PROBLEM:
Could you shift every x and y coordinate in the answers by -25 and write out all the lines from the one containing "of the wispy" through the end of the material, both ends included, with the requests repeated unchanged?

GIVEN RECORDS:
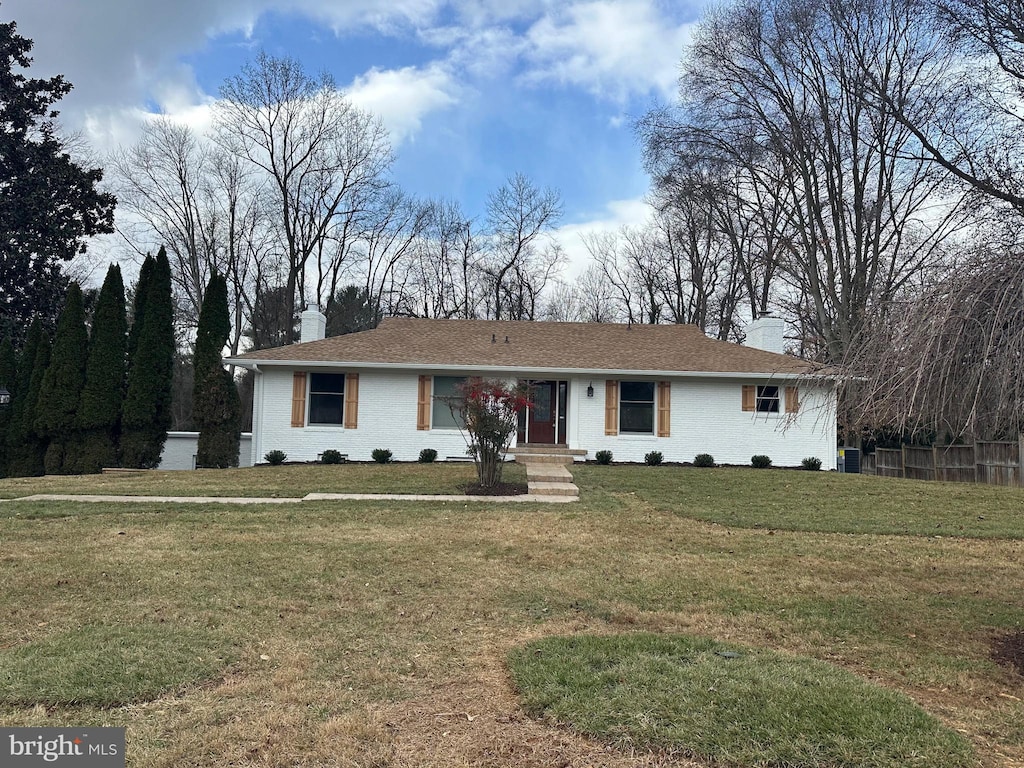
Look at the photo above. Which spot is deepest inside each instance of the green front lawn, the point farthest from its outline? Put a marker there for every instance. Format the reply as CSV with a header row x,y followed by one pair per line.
x,y
379,633
297,480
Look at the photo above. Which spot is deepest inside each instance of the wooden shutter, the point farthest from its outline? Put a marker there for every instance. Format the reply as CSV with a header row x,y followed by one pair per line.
x,y
750,397
351,400
299,398
664,409
423,403
792,399
611,408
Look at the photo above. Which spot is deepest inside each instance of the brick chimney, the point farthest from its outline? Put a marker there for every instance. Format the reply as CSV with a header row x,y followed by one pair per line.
x,y
313,326
766,333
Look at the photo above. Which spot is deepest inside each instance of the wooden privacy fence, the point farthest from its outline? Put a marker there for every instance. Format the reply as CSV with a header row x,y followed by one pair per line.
x,y
994,463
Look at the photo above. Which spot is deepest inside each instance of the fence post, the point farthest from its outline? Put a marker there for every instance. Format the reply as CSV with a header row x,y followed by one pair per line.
x,y
1020,459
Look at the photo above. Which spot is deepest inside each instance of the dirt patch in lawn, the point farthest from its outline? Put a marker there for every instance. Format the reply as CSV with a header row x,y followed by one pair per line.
x,y
501,488
477,721
1009,650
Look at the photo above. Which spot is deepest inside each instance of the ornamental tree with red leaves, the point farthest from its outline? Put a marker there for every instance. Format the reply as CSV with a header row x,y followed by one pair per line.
x,y
489,412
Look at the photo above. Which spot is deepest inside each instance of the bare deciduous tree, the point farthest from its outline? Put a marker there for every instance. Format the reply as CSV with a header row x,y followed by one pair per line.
x,y
520,256
325,159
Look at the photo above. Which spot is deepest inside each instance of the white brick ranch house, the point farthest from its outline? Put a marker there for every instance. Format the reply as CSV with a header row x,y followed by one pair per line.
x,y
629,389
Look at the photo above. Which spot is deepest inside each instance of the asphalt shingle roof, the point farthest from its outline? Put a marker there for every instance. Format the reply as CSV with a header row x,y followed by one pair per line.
x,y
587,346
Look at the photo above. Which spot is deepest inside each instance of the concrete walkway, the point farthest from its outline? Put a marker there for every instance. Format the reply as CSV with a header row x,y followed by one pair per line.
x,y
524,498
549,478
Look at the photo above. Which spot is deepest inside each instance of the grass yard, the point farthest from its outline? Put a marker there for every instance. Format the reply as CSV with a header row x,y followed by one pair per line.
x,y
373,634
296,480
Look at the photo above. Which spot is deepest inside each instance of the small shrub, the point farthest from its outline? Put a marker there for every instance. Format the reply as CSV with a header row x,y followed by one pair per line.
x,y
704,460
274,457
811,463
331,457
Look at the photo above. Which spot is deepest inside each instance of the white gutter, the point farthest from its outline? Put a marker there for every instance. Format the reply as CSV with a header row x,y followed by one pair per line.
x,y
520,370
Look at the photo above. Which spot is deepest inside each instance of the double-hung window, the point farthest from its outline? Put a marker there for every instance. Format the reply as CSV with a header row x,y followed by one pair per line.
x,y
444,413
327,398
636,407
767,399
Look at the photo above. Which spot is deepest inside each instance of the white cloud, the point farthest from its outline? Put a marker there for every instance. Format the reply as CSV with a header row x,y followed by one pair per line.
x,y
616,213
402,97
612,48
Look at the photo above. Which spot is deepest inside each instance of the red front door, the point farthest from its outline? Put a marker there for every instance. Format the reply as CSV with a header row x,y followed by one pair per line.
x,y
544,413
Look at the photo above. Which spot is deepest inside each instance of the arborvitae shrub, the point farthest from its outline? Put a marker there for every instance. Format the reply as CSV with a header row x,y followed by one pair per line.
x,y
146,414
332,457
274,458
102,396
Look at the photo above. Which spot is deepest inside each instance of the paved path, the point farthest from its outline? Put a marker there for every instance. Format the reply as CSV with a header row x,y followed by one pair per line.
x,y
524,498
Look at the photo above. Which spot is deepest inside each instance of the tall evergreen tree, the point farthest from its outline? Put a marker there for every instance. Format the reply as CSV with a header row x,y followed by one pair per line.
x,y
146,413
26,446
8,381
216,409
56,411
138,304
102,395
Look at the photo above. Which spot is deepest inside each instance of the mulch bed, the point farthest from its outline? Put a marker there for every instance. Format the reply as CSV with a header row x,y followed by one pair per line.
x,y
1009,649
501,488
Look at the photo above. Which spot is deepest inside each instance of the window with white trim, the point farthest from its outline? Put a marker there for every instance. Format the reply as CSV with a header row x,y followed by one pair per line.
x,y
327,398
767,399
445,389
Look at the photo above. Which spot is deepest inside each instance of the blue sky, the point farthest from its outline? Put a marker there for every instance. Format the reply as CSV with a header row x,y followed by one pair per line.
x,y
471,92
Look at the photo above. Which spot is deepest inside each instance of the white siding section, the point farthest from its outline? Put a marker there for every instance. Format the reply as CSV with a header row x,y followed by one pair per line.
x,y
180,448
707,418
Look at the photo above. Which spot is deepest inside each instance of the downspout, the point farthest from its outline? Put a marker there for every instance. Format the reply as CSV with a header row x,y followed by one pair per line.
x,y
257,443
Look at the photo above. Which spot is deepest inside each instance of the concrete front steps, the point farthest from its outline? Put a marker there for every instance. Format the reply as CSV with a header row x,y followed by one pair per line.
x,y
547,455
547,469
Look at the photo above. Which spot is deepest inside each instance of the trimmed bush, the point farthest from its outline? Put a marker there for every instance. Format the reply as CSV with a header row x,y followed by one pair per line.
x,y
216,408
332,457
102,394
146,409
56,409
274,457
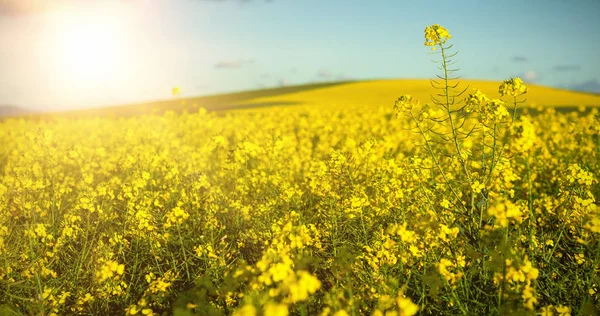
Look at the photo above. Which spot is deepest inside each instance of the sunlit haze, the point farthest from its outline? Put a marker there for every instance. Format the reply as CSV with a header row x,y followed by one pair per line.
x,y
74,54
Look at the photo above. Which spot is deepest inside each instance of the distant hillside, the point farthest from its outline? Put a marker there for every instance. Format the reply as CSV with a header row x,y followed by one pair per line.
x,y
347,93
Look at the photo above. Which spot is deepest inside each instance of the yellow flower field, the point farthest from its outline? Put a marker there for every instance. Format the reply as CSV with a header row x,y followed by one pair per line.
x,y
350,204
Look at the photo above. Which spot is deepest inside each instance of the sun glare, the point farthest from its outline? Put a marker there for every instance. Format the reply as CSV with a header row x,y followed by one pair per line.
x,y
91,45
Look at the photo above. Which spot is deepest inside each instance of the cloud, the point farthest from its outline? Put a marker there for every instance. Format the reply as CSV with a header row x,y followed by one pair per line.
x,y
530,76
519,59
233,64
324,74
566,68
327,74
592,85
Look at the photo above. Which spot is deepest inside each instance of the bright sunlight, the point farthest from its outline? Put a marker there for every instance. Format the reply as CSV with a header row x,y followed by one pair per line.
x,y
91,44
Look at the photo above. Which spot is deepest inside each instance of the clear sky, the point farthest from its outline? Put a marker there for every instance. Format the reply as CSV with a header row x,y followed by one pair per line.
x,y
59,54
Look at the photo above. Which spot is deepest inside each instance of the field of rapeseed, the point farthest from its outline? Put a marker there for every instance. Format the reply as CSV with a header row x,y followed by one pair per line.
x,y
474,207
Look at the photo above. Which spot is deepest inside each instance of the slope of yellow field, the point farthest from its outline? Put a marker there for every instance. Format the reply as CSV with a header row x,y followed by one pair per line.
x,y
385,92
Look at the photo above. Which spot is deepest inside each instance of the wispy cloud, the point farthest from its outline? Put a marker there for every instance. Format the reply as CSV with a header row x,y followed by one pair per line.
x,y
566,68
327,74
519,59
324,73
233,64
592,85
531,76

THE REPLY:
Look at the photo above. Which spot is deepest inside each instance of the wispy cloud, the point farthest from its outline? Put a marker there for every instance. Format the reply as CSV with a header row x,y followed by one pair per line.
x,y
541,43
302,49
494,34
299,48
208,39
567,60
506,51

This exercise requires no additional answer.